**Exercise objective:**
Quote verbatim the part of the listing below that opens with the line containing "Provide the outline of every instance of the blue" and closes with the line containing "217 16 L 210", including both of those lines.

**Data supplied:**
*-*-*

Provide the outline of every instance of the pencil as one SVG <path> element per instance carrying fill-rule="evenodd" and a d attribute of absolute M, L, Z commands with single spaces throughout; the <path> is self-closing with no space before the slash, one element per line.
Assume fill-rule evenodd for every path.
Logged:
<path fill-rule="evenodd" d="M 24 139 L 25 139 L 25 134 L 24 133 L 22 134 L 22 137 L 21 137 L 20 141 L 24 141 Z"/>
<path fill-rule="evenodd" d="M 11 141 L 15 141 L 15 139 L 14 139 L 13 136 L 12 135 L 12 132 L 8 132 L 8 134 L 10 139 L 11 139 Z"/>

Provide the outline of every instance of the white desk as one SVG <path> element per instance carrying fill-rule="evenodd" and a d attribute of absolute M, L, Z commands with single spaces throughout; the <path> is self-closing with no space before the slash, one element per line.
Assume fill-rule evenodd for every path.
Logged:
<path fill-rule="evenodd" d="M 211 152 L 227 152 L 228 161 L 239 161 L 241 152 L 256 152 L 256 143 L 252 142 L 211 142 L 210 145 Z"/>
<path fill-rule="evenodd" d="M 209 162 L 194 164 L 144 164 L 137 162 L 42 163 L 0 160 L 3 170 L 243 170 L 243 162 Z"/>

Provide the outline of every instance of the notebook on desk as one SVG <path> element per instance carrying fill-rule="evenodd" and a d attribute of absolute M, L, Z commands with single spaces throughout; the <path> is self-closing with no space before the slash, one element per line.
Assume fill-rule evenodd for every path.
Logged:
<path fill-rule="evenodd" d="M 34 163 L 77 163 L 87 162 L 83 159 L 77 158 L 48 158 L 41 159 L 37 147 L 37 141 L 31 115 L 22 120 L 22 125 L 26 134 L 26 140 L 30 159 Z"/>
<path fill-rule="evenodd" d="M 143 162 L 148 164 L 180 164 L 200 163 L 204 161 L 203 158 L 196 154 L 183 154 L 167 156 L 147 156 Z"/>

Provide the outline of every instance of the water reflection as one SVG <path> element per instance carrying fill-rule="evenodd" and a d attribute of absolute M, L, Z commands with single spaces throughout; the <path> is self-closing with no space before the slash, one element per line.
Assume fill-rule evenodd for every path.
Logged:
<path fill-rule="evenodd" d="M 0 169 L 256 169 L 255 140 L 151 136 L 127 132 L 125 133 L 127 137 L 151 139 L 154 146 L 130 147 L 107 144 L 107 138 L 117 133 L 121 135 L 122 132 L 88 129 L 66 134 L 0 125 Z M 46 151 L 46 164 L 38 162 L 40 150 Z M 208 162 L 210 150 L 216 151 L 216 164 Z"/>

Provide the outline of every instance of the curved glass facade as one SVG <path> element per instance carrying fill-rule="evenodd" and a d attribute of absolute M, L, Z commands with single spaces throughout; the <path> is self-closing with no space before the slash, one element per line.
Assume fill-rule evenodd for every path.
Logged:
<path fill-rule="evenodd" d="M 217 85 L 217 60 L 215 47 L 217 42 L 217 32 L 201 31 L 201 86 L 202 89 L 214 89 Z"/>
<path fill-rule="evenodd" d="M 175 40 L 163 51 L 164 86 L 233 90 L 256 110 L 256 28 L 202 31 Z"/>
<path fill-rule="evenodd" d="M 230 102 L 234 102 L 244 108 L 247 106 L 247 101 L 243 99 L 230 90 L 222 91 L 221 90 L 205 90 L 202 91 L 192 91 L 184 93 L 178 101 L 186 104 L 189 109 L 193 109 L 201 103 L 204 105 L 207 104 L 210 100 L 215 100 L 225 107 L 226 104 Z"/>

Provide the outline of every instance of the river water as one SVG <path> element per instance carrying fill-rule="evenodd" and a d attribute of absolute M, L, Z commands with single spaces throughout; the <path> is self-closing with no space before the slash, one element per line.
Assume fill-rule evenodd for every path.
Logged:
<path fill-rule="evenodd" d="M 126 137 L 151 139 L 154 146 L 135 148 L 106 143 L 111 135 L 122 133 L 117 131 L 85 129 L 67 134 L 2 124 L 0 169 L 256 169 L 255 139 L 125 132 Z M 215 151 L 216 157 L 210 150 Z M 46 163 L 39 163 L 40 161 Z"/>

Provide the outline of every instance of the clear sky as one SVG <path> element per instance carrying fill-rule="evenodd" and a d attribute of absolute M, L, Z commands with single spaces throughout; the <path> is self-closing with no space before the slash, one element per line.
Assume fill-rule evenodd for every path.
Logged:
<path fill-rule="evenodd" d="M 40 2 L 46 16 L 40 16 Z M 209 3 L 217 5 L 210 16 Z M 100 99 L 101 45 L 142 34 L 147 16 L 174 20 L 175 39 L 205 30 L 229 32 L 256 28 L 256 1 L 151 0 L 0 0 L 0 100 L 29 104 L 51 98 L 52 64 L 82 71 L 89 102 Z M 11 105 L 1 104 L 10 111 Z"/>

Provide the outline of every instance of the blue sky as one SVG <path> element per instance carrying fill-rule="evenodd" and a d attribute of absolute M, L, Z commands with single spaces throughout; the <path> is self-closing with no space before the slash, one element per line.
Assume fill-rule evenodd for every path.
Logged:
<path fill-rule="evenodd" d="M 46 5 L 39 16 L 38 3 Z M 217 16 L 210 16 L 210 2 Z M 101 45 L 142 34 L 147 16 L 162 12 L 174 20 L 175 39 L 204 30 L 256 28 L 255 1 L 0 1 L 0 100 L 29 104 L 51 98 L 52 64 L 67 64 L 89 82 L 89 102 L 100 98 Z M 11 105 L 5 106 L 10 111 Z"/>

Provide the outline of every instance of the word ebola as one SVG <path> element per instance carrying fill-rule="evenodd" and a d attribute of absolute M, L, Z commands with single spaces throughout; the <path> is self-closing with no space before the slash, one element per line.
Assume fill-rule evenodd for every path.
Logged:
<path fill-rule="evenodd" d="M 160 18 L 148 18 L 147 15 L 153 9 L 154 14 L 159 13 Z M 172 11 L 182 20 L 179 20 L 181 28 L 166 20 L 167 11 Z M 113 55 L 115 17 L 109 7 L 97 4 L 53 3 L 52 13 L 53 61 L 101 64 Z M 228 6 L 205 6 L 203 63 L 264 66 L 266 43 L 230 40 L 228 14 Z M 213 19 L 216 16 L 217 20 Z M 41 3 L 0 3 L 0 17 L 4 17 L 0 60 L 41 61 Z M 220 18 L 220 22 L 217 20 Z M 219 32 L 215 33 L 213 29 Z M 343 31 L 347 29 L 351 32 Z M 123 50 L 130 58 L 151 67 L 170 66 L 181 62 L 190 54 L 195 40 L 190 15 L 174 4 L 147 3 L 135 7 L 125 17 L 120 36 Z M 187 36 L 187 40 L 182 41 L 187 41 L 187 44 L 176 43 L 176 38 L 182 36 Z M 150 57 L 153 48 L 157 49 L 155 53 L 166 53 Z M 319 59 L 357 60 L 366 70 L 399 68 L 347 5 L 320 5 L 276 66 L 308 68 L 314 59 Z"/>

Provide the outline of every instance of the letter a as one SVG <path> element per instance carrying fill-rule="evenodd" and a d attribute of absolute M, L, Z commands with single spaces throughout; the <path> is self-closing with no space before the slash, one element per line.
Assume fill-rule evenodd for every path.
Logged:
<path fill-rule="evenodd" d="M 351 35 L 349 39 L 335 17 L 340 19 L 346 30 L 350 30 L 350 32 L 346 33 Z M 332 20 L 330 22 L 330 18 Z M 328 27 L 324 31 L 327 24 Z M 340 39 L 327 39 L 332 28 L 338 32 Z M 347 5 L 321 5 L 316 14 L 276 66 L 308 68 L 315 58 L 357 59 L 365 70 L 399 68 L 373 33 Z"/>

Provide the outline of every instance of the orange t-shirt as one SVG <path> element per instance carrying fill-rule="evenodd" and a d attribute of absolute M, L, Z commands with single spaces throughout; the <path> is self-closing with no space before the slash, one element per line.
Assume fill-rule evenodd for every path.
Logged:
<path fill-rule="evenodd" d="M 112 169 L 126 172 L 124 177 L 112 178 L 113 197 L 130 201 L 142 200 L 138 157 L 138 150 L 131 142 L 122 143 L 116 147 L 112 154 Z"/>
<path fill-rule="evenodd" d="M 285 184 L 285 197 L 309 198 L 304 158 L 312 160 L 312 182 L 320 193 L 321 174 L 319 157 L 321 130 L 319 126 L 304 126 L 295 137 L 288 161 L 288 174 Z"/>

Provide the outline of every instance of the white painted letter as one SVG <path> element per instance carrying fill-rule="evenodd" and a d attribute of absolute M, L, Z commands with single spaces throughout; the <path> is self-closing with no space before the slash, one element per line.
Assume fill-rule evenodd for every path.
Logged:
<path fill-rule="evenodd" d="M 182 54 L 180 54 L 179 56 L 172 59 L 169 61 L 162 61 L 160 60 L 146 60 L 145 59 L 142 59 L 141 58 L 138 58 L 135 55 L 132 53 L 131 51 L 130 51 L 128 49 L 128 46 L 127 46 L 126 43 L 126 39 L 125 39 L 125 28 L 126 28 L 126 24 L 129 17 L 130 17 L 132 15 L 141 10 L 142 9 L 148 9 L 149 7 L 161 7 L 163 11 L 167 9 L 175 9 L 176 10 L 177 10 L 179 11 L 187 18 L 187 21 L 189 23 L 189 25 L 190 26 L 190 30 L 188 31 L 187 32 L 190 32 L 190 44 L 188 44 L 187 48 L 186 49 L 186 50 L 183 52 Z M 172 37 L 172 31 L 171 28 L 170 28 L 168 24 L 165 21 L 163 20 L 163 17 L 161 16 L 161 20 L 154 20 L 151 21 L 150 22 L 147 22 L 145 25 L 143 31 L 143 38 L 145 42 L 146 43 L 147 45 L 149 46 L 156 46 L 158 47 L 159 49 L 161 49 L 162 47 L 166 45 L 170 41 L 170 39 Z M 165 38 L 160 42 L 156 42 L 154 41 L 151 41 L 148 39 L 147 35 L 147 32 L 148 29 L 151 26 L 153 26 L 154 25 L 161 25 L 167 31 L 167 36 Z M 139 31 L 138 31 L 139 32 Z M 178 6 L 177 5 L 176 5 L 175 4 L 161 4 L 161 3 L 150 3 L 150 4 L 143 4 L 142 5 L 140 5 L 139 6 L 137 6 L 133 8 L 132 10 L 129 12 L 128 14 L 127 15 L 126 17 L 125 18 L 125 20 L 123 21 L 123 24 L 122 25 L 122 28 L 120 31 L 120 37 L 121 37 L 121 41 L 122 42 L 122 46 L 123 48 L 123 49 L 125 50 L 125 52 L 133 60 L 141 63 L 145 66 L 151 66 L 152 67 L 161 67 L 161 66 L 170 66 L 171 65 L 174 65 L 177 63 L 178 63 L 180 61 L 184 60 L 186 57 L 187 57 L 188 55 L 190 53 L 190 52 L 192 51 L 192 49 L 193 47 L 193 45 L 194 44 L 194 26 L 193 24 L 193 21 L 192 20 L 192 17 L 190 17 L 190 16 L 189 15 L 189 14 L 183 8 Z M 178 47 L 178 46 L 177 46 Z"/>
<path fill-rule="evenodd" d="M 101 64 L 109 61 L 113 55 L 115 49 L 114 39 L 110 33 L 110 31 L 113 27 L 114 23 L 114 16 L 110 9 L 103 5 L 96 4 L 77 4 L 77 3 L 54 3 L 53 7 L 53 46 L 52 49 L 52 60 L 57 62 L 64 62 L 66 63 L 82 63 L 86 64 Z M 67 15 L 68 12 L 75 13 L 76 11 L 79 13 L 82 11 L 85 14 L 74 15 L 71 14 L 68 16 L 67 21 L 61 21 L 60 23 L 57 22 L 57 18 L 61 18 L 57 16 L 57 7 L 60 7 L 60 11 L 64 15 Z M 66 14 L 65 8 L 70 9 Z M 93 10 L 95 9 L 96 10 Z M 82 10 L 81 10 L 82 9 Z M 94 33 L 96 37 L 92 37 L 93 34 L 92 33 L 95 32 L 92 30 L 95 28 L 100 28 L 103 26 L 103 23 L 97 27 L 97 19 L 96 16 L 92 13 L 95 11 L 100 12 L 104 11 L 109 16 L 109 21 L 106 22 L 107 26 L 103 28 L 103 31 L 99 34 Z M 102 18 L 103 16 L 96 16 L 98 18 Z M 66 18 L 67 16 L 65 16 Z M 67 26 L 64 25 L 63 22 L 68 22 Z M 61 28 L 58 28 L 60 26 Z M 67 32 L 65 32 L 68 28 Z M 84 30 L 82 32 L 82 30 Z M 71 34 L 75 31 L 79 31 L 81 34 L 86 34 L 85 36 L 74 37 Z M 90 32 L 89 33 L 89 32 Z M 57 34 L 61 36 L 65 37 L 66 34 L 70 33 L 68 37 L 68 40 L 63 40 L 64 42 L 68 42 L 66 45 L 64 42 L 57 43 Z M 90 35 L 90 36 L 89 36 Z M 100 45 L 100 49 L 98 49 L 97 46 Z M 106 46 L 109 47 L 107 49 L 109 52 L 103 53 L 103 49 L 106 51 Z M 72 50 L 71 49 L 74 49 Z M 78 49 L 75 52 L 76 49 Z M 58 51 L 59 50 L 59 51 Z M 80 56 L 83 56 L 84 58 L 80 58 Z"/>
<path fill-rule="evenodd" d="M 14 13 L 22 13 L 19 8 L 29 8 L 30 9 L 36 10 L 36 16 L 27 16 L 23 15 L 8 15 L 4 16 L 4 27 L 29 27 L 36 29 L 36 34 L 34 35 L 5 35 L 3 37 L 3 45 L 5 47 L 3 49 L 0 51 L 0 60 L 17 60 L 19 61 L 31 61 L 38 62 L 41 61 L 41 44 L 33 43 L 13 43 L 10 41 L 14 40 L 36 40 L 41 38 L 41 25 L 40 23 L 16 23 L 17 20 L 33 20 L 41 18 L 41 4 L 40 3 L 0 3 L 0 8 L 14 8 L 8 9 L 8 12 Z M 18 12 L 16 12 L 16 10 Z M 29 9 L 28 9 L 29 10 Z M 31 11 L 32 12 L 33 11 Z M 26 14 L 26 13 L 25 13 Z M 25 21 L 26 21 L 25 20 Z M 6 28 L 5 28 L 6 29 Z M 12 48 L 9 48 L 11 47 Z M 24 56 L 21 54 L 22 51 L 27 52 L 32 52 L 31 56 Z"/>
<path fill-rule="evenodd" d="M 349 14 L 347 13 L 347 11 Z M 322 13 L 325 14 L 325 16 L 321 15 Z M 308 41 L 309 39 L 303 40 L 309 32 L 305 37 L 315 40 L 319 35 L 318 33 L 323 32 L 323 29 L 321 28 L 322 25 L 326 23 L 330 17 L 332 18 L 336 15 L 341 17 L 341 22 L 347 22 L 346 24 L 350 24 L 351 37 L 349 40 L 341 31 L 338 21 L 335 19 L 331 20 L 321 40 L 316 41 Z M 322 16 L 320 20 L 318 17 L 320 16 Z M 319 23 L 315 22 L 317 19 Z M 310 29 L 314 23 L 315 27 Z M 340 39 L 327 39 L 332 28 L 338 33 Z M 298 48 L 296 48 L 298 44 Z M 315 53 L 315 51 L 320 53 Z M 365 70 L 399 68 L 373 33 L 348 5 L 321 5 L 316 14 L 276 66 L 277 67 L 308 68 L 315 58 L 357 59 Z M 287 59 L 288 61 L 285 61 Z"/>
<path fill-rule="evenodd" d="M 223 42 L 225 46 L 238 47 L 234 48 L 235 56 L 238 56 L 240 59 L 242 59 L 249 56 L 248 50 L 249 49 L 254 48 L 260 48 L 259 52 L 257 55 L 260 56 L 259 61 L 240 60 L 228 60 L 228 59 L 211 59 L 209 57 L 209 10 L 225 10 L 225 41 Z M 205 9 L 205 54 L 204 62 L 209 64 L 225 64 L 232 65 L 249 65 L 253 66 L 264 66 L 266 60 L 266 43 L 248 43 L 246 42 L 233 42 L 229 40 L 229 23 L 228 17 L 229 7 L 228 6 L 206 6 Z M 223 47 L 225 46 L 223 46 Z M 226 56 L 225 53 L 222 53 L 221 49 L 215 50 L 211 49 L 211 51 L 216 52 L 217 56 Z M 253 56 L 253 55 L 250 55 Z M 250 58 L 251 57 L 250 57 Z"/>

*-*-*

**Exercise result:**
Provide the outline of every instance of the blue sky as one SVG <path> element per instance carrying fill-rule="evenodd" and a d attribute of absolute M, L, Z commands with single spaces throughout; the <path> is self-closing with no space before the slash, one element per line.
Assume fill-rule evenodd for every path.
Logged:
<path fill-rule="evenodd" d="M 46 5 L 39 16 L 38 3 Z M 217 16 L 210 16 L 210 2 Z M 101 45 L 142 34 L 147 16 L 162 12 L 174 20 L 175 39 L 204 30 L 256 28 L 255 1 L 0 1 L 0 100 L 29 104 L 51 98 L 52 64 L 67 64 L 89 82 L 89 102 L 100 98 Z M 11 105 L 5 106 L 10 111 Z"/>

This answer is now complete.